- _EXERCISE AIM_: Find the line holding "Target: violin f-hole" in the entries below. Give it again exactly, along with every line after it up to and including the line holding "Target: red bead".

- _SOURCE DATA_:
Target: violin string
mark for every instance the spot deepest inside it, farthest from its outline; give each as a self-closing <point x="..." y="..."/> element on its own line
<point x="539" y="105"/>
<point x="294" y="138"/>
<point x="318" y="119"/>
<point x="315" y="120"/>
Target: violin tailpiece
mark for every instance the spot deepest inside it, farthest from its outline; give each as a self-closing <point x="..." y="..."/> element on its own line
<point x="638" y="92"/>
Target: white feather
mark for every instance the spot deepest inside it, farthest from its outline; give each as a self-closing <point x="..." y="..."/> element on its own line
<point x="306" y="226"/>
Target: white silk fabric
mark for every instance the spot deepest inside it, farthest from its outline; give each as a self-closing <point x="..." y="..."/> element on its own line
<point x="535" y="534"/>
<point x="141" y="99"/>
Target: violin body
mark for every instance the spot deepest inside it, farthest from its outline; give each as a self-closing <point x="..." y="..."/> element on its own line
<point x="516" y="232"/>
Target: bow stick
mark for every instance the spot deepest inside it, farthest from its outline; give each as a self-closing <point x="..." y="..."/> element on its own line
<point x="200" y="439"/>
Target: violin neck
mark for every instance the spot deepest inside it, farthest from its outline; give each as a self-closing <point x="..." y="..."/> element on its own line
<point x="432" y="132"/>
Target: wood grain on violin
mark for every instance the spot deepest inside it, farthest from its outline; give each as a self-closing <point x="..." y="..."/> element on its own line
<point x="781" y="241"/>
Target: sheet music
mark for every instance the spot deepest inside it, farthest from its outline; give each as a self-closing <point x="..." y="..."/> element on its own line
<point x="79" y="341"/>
==
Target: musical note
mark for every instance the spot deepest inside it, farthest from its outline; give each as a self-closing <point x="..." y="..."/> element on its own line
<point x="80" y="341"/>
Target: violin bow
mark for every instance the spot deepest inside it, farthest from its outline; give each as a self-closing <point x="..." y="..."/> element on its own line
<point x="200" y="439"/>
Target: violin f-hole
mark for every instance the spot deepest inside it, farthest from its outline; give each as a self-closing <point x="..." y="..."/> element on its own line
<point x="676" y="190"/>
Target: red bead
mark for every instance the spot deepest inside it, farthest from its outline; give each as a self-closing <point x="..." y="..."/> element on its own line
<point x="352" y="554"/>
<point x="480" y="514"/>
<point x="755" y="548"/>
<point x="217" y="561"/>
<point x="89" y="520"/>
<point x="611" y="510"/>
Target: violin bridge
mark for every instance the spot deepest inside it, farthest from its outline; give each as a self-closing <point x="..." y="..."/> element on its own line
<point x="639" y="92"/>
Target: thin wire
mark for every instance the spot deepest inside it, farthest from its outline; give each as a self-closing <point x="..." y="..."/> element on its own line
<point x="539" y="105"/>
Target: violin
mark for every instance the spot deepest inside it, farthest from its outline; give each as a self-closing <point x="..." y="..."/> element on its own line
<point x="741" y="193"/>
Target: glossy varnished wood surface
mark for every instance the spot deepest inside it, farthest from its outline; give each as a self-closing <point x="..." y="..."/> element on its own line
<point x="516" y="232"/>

- _RESPONSE_:
Target: violin f-hole
mark for every instance the spot deepest inside it, farthest from its outline; give each as a self-closing <point x="..." y="..."/> element on its own line
<point x="676" y="190"/>
Target: red bead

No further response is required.